* To be done
- a) Set down word for word the portion of the passage on rat response rates that runs from "Table 5 (with" to "theoretical explanation ...".
- b) In the passage on rat response rates, how was each cycle judged to show whether the sample gradient was more similar to the theory gradient or to the rat gradient? Answer in one to three sentences.

* Selected extract
Start

Table 5 (with the same structure of Table 4) compares the data to the theoretical explanation with a single error. Note that, as predicted, the theoretical explanation with error over-predicted the low response rate prior to the time of transition to the high state, and under-predicted the response rate at high state (italicized dependent measures in Table 5).

Table 5
Eleven dependent measures calculated for the rats and the theoretical explanation with error (“Theory”) for the three fixed-interval conditions. Results from an analysis of variance with fixed-interval condition and theoretical explanation ...

A more general way of comparing the two theoretical explanations (without and with error) explanations is with the use of an adaptation (Church & Guilhardi, 2005) of the original Turing test (Turing, 1950). In order to perform the Turing test, first the data from individual cycles from the rats and two simulations of the theoretical explanation (without error) under the fixed-interval procedure were summarized as local rate (log10 responses per minute) as a function of time since the stimulus onset (s). An example is shown in the left panel of Figure 6. The question was whether the gradient from one of the simulations of the theoretical explanation at cycle n (“Sample”) was more similar to another gradient taken from cycle n of second simulation of the theoretical explanation (“Theory”) , or from the rat (“Rat”). Similarity was defined based on a comparison between the sum of absolute deviations between the sample and theory response gradients (|Sample-Theory|) and the sample and rat response rate gradients (|Sample-Rat|). That is, the smaller the sum of the absolute deviation, the more similar. This judgment produced for each cycle a binary decision of whether the theoretical explanation was more similar to itself or more similar to the rat. A proportion of correct detection was calculated based on the comparison of cycles 1 to 300 (last 5 sessions with 60 cycles each) for each rat, and is shown in the top-right panel of Figure 6. The distribution was centered at approximately 0.5 indicating the theoretical explanation was indistinguishable from the rat.

End

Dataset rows
Start

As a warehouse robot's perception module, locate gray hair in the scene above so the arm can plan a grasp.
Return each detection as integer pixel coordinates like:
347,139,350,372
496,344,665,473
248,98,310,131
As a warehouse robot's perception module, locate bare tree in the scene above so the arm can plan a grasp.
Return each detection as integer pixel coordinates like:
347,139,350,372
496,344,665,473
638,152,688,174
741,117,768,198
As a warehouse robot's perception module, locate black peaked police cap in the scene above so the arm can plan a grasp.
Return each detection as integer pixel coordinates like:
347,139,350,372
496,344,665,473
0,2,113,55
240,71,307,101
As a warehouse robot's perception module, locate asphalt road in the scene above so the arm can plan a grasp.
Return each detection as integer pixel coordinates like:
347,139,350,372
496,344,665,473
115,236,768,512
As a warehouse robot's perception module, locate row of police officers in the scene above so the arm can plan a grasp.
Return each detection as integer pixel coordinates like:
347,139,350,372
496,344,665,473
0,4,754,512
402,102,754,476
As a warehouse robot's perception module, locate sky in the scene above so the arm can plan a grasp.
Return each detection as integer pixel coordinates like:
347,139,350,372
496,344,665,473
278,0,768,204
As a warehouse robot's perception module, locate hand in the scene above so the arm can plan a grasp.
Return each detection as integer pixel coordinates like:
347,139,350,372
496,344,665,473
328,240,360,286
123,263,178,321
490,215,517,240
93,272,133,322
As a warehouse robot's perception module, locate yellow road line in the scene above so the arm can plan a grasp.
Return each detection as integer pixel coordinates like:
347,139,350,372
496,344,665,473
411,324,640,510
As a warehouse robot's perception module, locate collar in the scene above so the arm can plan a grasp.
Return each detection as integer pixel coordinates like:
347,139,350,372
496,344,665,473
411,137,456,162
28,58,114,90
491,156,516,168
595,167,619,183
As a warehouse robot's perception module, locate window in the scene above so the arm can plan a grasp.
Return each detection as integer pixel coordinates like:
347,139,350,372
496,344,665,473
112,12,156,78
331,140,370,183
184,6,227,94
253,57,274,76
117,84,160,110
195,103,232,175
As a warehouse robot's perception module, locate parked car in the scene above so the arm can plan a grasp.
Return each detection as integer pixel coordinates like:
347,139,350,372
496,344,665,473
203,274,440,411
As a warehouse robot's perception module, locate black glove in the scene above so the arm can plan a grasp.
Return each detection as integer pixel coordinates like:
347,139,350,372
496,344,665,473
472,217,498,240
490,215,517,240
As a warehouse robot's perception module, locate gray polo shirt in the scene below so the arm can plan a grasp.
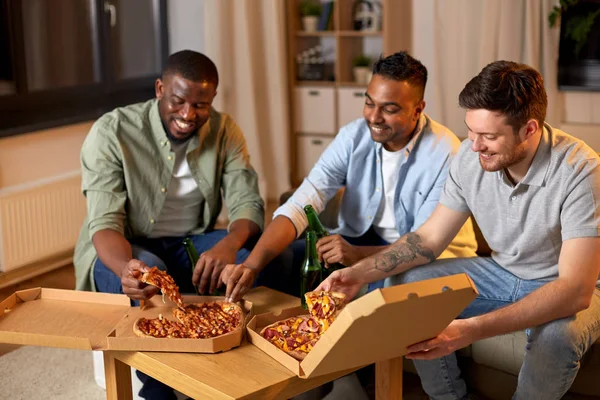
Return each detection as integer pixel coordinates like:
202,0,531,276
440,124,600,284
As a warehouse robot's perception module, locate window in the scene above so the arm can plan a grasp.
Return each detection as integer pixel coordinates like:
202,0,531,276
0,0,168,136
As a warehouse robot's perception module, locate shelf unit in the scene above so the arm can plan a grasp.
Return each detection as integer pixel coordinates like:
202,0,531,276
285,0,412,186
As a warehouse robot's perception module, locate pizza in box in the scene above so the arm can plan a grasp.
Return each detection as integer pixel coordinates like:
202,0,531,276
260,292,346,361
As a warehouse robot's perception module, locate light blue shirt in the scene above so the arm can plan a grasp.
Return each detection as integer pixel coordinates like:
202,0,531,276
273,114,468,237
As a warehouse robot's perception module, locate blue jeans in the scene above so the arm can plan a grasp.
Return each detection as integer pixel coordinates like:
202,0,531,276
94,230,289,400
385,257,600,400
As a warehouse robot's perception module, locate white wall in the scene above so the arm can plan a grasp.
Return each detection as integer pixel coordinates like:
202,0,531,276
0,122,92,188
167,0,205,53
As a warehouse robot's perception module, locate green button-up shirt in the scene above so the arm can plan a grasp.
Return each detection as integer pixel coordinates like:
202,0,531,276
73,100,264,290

End
Start

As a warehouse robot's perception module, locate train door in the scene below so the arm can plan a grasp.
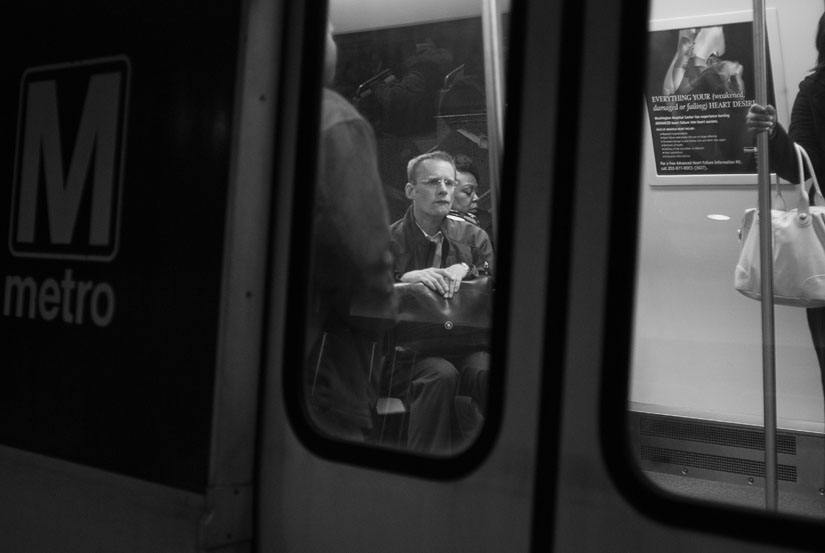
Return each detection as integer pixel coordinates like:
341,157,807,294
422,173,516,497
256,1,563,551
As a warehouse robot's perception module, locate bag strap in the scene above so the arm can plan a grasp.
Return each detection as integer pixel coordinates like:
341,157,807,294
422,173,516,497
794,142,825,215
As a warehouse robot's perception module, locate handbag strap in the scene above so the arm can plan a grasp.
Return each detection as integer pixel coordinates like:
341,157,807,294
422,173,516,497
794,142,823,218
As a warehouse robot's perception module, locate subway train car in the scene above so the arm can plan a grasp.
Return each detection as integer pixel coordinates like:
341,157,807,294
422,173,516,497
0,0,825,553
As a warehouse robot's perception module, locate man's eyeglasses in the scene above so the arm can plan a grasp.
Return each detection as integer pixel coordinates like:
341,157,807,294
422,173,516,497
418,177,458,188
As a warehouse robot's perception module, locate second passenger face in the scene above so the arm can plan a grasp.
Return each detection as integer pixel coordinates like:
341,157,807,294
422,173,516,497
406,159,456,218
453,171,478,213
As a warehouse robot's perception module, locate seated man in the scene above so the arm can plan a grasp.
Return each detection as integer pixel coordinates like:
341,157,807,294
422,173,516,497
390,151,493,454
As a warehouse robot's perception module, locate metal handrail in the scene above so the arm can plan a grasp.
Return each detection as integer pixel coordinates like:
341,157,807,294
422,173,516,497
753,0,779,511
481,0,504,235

End
Start

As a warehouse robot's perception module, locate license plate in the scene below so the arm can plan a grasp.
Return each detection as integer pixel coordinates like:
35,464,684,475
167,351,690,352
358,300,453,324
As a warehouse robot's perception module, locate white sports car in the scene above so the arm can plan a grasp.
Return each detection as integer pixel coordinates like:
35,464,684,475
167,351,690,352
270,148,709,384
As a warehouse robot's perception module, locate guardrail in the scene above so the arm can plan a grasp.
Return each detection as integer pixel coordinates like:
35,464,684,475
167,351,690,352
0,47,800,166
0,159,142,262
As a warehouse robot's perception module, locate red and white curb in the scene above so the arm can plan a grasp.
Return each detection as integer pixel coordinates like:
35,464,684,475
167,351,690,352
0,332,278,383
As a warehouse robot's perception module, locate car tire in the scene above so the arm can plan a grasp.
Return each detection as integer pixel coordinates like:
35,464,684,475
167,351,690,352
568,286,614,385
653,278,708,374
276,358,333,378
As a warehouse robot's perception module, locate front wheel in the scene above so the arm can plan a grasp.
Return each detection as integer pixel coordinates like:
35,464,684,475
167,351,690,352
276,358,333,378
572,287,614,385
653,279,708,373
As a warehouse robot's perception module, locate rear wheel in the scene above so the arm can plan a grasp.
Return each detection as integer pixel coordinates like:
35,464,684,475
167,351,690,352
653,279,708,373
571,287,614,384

End

* Solved problems
- a)
Table 5 (with the same structure of Table 4) compares the data to the theoretical explanation with a single error. Note that, as predicted, the theoretical explanation with error over-predicted the low response rate prior to the time of transition to the high state, and under-predicted the response rate at high state (italicized dependent measures in Table 5).

Table 5
Eleven dependent measures calculated for the rats and the theoretical explanation with error (“Theory”) for the three fixed-interval conditions. Results from an analysis of variance with fixed-interval condition and theoretical explanation ...

- b) The sum of absolute deviations between the sample and theory gradients (|Sample-Theory|) was compared with the sum between the sample and rat gradients (|Sample-Rat|). The smaller sum marked the more similar pair. This gave a binary decision for each cycle on whether the theoretical explanation was more similar to itself or to the rat.